→ **Information shown**
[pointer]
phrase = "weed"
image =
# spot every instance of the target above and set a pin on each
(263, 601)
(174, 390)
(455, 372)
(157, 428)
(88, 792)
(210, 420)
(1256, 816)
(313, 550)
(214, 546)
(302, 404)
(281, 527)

→ **What to produce**
Please turn every line of the records above into a JSON list of strings, one string per line, with blank lines omitted.

→ **Expected answer**
[
  "[pointer]",
  "phrase = \"weed\"",
  "image =",
  "# spot every instance of the target above and set a pin on each",
  "(263, 601)",
  "(174, 390)",
  "(455, 372)",
  "(157, 428)",
  "(88, 792)",
  "(210, 420)",
  "(1256, 816)",
  "(313, 550)",
  "(214, 546)",
  "(302, 404)",
  "(281, 527)"
]